ASSIGNMENT: Determine how many lines in the records hold "white", and give that number with nothing added.

Entries taken from a collection:
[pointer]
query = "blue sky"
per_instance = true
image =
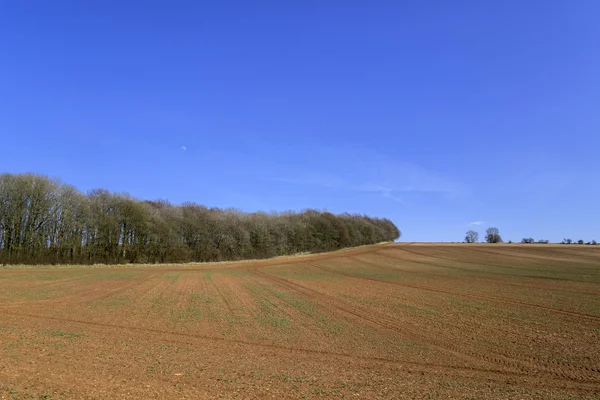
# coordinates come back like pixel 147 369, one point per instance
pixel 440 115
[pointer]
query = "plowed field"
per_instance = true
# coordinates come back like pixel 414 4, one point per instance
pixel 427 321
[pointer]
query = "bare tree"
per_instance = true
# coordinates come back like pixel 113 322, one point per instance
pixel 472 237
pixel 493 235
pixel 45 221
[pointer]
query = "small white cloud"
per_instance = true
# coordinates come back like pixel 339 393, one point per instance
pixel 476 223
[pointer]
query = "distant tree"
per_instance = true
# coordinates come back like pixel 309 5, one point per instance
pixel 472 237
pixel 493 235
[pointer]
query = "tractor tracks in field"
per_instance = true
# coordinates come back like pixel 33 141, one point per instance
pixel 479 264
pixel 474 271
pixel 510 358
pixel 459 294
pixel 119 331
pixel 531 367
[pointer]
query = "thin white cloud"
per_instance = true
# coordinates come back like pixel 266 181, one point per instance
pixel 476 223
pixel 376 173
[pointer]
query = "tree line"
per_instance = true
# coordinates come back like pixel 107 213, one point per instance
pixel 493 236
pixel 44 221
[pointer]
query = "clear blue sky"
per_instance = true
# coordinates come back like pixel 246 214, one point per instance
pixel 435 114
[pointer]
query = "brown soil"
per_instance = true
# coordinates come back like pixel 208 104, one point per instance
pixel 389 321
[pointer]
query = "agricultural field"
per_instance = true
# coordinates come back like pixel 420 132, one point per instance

* * *

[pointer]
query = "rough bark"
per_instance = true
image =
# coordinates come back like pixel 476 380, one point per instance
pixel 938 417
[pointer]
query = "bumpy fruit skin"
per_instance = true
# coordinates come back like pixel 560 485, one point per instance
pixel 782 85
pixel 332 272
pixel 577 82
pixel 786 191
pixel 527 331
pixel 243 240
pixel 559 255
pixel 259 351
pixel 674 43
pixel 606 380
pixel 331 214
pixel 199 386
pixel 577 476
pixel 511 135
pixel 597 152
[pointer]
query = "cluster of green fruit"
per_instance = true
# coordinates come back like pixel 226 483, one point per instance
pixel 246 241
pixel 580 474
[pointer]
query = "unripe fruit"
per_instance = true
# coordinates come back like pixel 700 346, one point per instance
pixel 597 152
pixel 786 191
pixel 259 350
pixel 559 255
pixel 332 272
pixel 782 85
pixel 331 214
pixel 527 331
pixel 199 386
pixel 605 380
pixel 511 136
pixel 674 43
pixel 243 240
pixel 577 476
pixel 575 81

* * *

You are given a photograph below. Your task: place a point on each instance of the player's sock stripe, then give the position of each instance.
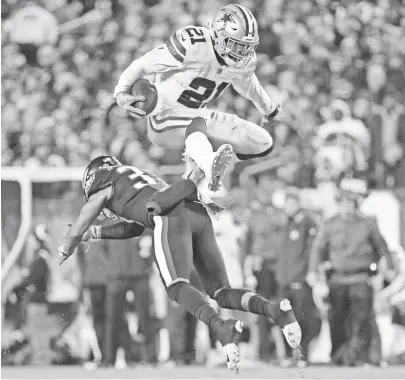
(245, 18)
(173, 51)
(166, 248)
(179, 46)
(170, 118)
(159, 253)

REPLY TO THE EXERCISE: 2